----- RECORDS TO PROCESS -----
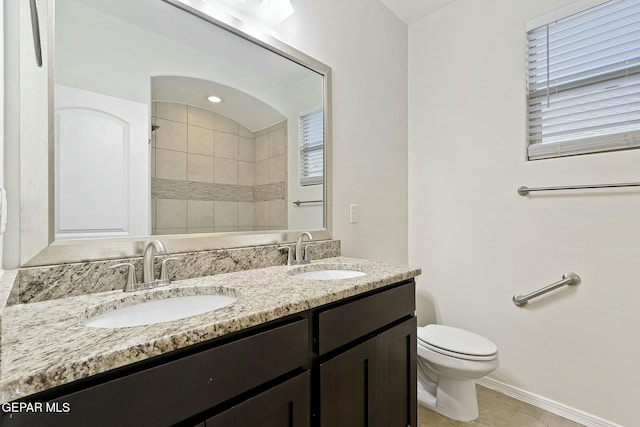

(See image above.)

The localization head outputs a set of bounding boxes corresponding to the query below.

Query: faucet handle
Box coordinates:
[160,257,183,285]
[302,243,315,262]
[108,262,138,292]
[278,245,293,265]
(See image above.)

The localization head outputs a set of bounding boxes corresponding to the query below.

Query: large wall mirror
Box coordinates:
[17,0,330,265]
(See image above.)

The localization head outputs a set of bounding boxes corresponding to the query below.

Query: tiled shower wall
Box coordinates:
[151,101,287,234]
-----
_CHALLENGE_
Reproduce everything from the start of the listing down to the line containing "[278,245,293,265]", replacing "faucet handle" with "tap handle" and leaving the rest unchanged. Omit the pictures from your answer.

_SOLUTION TO THE EXERCISE_
(See image above.)

The localization head outputs a set of bounding boxes corresponding to the query below.

Query: tap handle
Box coordinates:
[160,257,183,285]
[302,243,315,262]
[108,262,138,292]
[278,245,293,265]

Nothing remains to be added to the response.